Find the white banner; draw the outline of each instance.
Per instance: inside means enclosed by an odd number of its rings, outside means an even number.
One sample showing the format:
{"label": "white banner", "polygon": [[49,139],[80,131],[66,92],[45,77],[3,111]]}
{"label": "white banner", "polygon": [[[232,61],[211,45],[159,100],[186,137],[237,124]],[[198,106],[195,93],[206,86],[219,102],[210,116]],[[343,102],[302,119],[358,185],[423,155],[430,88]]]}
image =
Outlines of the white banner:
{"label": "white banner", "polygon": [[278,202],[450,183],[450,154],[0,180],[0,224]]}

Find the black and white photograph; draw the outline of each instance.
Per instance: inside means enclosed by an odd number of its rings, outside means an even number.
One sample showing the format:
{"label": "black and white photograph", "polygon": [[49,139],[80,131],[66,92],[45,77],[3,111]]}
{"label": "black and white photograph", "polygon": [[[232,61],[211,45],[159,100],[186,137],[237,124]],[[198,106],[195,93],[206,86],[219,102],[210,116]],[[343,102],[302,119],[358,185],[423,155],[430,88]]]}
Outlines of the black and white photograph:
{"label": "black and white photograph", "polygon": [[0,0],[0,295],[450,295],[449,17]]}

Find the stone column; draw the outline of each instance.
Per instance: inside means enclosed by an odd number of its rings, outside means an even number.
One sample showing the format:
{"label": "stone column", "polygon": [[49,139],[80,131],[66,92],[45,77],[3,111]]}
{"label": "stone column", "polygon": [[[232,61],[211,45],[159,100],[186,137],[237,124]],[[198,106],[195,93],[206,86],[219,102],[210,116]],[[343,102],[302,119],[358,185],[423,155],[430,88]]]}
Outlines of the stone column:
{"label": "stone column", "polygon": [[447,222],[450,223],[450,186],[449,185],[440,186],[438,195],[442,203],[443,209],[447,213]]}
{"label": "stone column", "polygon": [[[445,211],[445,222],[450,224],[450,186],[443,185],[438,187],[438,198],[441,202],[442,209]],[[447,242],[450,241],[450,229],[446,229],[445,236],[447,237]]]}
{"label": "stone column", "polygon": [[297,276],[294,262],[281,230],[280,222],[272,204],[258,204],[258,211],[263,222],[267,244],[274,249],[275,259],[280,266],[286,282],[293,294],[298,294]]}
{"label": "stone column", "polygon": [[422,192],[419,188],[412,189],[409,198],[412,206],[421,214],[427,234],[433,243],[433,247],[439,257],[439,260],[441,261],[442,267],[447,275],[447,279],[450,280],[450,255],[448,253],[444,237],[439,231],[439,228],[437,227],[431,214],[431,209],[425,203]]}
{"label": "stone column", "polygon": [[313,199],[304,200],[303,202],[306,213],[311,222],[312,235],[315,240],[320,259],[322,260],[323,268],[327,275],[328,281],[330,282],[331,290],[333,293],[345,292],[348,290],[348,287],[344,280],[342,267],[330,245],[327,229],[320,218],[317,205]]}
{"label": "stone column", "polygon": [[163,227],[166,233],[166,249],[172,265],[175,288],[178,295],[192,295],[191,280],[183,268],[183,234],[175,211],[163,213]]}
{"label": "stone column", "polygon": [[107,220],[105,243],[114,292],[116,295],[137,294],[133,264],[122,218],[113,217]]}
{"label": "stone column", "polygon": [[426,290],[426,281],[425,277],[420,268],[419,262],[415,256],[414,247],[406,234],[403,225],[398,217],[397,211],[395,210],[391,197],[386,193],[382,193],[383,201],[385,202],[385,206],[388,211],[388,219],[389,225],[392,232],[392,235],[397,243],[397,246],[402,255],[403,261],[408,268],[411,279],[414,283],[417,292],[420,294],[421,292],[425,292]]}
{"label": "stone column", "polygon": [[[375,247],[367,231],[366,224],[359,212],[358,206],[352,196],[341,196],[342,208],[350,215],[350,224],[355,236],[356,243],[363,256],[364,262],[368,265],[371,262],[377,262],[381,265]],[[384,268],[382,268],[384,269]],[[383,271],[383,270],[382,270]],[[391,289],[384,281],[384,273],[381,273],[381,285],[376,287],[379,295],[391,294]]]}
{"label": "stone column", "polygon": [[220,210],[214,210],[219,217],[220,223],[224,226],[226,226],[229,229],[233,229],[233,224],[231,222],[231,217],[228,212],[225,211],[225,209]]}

•••••

Problem statement:
Return only the count of lines in the listing above that hold the string "each".

Solution to this task:
3